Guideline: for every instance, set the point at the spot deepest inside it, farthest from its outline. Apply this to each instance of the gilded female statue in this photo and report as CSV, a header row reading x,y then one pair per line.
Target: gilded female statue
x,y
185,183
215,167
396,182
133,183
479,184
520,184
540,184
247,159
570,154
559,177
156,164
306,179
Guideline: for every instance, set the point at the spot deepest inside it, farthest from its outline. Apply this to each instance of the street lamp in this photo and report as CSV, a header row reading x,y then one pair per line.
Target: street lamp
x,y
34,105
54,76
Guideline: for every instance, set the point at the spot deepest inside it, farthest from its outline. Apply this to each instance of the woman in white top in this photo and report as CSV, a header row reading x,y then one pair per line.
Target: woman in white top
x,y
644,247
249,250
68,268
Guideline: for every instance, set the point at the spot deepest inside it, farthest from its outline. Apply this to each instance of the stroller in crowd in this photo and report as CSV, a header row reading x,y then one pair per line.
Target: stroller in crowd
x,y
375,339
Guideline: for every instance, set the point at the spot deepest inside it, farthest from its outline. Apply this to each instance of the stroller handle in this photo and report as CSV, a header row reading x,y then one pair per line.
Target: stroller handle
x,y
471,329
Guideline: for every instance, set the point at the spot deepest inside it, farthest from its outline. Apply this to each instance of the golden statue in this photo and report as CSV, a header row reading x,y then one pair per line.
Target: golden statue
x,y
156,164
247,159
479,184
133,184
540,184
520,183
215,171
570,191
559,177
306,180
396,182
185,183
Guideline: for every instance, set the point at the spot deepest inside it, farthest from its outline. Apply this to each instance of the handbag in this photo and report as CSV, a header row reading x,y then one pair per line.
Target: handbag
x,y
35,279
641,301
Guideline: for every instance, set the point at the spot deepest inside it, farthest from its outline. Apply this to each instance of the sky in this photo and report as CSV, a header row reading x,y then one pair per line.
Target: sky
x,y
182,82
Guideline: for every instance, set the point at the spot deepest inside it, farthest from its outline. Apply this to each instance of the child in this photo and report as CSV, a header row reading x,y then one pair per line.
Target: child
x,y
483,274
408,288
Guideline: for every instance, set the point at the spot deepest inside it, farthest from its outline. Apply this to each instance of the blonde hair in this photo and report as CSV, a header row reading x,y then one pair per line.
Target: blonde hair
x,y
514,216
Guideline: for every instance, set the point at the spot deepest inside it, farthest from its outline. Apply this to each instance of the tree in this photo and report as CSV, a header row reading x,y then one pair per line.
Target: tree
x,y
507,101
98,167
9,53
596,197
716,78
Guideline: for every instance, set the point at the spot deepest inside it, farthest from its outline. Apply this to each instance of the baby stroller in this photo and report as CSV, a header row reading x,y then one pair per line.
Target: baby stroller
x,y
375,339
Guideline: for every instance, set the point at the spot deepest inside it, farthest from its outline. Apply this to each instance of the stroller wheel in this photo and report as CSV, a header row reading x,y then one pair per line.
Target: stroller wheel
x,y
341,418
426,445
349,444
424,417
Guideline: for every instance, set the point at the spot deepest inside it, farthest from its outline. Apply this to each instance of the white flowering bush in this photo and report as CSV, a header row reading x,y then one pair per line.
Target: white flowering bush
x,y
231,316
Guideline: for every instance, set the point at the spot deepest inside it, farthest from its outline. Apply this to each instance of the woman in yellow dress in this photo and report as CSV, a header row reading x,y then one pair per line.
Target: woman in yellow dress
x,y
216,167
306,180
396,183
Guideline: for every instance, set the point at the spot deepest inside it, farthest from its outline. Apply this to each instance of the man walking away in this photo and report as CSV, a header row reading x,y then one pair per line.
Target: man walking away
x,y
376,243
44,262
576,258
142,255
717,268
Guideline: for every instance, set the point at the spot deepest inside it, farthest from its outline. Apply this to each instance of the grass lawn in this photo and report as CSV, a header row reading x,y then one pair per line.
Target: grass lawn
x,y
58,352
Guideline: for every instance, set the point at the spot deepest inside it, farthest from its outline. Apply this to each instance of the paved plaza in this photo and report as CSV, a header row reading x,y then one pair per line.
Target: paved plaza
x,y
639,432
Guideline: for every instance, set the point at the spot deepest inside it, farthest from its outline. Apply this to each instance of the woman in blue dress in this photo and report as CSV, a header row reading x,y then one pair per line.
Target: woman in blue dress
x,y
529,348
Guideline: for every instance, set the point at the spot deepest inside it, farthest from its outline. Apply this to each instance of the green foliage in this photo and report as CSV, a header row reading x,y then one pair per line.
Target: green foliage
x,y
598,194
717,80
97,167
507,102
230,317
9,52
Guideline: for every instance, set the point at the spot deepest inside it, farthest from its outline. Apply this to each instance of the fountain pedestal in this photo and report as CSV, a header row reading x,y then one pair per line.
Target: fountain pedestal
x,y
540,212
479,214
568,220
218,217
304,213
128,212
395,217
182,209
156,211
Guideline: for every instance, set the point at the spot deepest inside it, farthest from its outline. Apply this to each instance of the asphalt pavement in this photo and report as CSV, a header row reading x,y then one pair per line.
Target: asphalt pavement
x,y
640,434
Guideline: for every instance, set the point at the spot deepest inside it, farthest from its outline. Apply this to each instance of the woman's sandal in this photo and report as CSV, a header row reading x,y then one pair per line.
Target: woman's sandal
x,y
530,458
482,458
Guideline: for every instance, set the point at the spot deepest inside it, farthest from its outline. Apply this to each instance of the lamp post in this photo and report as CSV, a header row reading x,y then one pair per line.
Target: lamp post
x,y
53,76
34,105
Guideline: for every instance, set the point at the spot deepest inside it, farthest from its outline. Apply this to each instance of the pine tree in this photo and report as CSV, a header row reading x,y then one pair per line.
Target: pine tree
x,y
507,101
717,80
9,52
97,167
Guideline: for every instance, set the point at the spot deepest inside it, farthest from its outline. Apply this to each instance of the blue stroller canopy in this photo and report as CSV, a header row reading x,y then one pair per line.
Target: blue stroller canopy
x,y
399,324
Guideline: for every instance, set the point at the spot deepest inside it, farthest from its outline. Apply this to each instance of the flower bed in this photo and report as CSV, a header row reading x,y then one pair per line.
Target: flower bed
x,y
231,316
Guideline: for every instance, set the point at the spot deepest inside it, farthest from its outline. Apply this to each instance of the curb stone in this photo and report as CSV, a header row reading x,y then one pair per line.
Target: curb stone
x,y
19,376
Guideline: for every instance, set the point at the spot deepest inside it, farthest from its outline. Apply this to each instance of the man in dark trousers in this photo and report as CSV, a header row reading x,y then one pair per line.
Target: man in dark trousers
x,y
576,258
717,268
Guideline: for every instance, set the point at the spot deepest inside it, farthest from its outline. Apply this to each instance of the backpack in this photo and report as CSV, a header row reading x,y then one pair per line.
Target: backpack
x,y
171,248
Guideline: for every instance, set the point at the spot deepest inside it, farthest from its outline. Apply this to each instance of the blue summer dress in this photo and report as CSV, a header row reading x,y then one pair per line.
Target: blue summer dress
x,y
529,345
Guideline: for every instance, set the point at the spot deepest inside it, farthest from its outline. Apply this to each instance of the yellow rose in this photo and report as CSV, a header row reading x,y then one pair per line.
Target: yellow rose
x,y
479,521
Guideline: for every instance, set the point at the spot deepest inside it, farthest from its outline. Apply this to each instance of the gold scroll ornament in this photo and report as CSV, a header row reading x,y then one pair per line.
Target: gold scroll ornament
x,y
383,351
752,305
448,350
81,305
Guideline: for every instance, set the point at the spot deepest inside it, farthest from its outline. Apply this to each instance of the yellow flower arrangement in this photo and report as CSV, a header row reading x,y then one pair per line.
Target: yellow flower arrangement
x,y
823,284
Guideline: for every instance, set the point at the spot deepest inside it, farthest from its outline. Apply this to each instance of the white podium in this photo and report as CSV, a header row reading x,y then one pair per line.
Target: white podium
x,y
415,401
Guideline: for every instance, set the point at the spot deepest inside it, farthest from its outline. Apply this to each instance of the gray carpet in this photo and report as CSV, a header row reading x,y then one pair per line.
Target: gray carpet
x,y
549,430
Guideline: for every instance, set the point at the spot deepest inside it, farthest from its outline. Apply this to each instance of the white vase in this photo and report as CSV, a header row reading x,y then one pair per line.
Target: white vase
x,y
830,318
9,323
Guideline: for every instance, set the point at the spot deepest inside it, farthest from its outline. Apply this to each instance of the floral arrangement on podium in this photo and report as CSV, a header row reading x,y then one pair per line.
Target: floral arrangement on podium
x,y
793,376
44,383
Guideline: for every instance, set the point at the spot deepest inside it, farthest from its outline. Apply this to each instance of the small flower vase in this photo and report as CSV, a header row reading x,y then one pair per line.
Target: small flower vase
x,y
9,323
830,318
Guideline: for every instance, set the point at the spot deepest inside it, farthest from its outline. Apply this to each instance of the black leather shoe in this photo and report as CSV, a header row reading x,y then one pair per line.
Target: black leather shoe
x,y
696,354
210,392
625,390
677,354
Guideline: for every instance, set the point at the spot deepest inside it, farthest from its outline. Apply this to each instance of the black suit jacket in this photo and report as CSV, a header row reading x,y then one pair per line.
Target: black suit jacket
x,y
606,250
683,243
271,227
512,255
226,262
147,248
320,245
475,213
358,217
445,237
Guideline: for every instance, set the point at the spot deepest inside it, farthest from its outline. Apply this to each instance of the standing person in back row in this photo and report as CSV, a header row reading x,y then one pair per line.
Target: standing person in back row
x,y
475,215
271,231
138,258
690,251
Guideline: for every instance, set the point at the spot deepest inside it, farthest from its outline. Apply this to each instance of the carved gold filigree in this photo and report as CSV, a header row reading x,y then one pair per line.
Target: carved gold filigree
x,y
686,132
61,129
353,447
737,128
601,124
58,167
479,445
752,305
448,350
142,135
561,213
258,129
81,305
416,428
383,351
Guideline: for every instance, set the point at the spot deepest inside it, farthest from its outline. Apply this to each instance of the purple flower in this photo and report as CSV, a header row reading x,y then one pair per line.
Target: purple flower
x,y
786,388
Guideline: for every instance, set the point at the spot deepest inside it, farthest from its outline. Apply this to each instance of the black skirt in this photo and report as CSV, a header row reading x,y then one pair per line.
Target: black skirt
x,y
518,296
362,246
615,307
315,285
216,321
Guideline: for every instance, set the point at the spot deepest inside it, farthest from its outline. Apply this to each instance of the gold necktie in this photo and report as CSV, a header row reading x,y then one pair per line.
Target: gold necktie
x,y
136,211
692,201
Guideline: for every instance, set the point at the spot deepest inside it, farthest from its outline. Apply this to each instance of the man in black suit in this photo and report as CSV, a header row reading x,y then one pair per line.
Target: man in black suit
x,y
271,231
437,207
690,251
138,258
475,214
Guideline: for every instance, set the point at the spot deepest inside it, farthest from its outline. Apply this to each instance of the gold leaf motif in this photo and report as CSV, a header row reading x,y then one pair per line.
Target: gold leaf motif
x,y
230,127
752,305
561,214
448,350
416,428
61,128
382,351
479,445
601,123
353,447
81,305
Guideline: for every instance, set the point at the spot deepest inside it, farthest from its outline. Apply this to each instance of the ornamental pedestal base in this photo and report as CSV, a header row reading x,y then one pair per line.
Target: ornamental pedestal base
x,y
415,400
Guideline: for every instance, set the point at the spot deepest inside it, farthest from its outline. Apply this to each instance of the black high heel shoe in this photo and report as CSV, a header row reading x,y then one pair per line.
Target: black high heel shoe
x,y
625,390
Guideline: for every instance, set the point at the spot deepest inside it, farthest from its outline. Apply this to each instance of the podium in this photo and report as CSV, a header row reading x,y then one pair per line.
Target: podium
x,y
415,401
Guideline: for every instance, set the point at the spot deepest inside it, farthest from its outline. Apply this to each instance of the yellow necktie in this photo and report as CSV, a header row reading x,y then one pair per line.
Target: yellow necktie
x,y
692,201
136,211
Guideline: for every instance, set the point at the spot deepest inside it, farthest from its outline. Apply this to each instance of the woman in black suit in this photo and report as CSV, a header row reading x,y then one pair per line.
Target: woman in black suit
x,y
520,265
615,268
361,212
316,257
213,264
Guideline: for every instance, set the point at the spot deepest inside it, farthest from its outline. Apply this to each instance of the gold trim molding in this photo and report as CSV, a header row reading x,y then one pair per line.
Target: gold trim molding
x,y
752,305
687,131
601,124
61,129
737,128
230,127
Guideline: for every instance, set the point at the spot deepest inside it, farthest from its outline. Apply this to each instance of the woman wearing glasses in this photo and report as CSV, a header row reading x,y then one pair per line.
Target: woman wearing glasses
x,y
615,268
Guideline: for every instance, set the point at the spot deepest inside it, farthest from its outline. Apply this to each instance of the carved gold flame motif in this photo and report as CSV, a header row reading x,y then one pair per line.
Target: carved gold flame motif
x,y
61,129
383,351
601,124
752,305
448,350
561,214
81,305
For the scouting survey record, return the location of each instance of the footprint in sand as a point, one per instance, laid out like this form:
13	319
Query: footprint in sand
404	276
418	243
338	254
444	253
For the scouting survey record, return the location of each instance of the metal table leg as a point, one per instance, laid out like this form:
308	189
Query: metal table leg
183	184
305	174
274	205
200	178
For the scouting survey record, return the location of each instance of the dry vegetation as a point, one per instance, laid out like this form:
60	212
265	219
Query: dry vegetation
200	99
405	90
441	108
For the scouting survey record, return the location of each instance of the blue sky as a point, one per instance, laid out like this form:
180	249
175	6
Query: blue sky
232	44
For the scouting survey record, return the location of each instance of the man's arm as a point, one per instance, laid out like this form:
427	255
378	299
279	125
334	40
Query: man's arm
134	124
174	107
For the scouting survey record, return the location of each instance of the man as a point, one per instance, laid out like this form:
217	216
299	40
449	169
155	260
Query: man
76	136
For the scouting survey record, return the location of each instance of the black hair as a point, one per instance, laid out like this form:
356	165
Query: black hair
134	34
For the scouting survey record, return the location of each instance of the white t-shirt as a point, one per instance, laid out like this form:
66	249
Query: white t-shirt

================================

■ **Task instructions**
Give back exactly the lines that run from the line with "of the metal" through the close of the material, counting both ends, and nothing more.

■ **Exercise response**
For the scouting survey record, return the location of each instance of the metal table leg as a point, one per instance, laid out like this form:
308	189
Query: metal table leg
183	184
305	174
274	205
200	178
For the scouting survey record, return the location of each instance of the dry vegetation as a point, one per instance, laid out like this form:
60	212
265	219
Query: dry vegetation
200	99
405	90
441	108
For the scouting survey record, return the location of each instance of the blue sky as a point, one per instance, laid out like this form:
180	249
175	6
Query: blue sky
232	44
For the scouting survey record, return the location of each instance of the man's arm as a point, one per instance, laid out like this form:
427	255
378	299
279	125
334	40
Query: man's arm
134	124
174	107
For the scouting survey record, return the location of each instance of the man as a point, one per instance, laid out like this form:
217	216
299	40
449	169
155	260
Query: man
76	136
For the scouting survey record, return the location of each instance of the black hair as a point, one per instance, laid out like this form:
356	165
Query: black hair
134	34
For the scouting survey record, return the location of each instance of the white t-shirt as a point, one per instance, laid out like this form:
66	249
Query: white t-shirt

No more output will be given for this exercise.